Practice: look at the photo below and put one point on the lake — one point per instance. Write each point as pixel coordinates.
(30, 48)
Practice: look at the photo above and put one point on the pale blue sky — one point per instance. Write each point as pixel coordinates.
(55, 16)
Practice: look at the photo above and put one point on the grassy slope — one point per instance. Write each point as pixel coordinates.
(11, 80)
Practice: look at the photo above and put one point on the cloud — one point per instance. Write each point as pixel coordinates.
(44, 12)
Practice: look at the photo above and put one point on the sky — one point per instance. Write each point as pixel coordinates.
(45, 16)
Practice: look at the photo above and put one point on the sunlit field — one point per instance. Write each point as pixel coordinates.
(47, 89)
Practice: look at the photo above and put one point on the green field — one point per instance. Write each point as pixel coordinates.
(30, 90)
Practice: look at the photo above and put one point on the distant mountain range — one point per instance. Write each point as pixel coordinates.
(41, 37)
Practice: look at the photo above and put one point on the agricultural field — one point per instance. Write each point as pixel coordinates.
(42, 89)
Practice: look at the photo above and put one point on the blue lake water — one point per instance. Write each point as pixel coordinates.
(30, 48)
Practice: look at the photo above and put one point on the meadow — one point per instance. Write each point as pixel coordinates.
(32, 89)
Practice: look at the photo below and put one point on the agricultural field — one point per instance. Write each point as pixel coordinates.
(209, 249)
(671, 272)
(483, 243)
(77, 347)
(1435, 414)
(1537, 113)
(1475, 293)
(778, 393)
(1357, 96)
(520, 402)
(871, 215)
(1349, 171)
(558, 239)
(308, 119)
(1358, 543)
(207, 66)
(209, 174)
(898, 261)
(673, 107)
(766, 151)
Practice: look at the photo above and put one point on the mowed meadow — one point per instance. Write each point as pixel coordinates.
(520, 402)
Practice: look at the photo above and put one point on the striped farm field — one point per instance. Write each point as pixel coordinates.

- [To do]: After locating the line that holds "on the distant", print it and each line after it through the end of the data, exactly as it stands.

- [Response to the exercise]:
Practice: look at the photo above and put one point on the distant mountain range — one point per instance. Write each point as pixel coordinates.
(41, 37)
Practice: look at the photo above and put one point on the agricultural field — one point per instance. Write each point as pixel coordinates.
(42, 89)
Practice: look at the photo above and put one point on the blue lake water — one point per instance. Write each point as pixel coordinates.
(30, 48)
Practice: look at the photo above and put one point on the meadow — one point per instance. Write each point as pixel coordinates.
(32, 89)
Practice: look at the photo below and put one point on the agricultural field — one point per instance. Write each point as pixel coordinates.
(209, 249)
(671, 272)
(483, 243)
(77, 347)
(1435, 414)
(1537, 113)
(1475, 293)
(778, 393)
(1357, 96)
(520, 402)
(871, 215)
(1349, 171)
(558, 239)
(308, 119)
(1358, 543)
(207, 66)
(209, 174)
(898, 261)
(673, 107)
(766, 151)
Practice: look at the photo above and put one point on the mowed meadow — one point per instance. Write each point as pixel coordinates.
(520, 402)
Practice: look at the photo above and put one point on the striped farm field — one point per instance. Write each point as pixel coordinates.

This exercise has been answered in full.